[Work to be completed]
The records appear below. Report how many of their lines contain the word "Target", giving the number alone.

[Records provided]
========================================================================

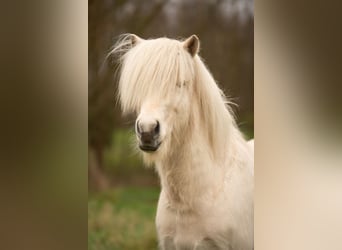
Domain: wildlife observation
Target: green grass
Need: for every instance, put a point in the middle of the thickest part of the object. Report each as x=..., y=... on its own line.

========================================================================

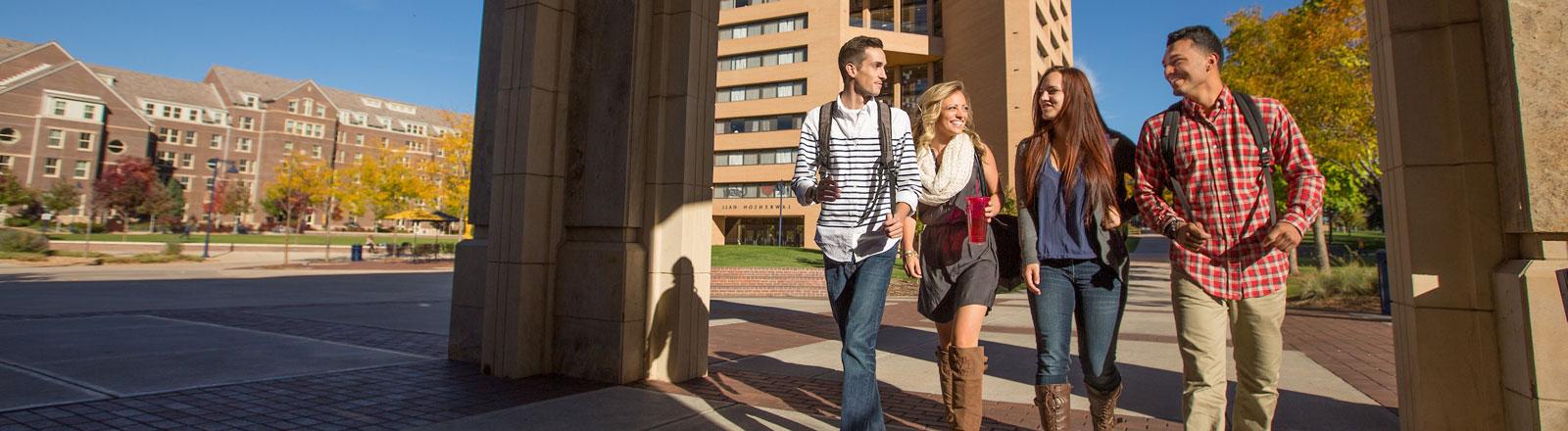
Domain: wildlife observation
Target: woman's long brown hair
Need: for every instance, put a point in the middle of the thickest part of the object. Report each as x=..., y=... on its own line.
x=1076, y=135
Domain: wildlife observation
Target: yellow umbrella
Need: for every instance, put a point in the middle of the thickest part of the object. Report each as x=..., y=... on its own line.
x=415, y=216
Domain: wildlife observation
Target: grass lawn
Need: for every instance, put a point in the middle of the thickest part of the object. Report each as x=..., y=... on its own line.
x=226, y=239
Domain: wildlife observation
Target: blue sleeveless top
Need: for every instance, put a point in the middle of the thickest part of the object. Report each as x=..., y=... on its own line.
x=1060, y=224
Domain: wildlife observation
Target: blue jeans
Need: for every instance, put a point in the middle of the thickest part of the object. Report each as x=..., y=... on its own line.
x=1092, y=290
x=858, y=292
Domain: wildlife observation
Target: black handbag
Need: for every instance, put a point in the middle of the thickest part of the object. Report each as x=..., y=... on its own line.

========================================================================

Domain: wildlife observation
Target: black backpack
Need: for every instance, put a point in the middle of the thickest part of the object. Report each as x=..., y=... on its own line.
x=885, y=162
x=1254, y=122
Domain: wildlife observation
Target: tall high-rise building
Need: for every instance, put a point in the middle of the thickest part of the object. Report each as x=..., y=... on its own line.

========================================================================

[Answer box]
9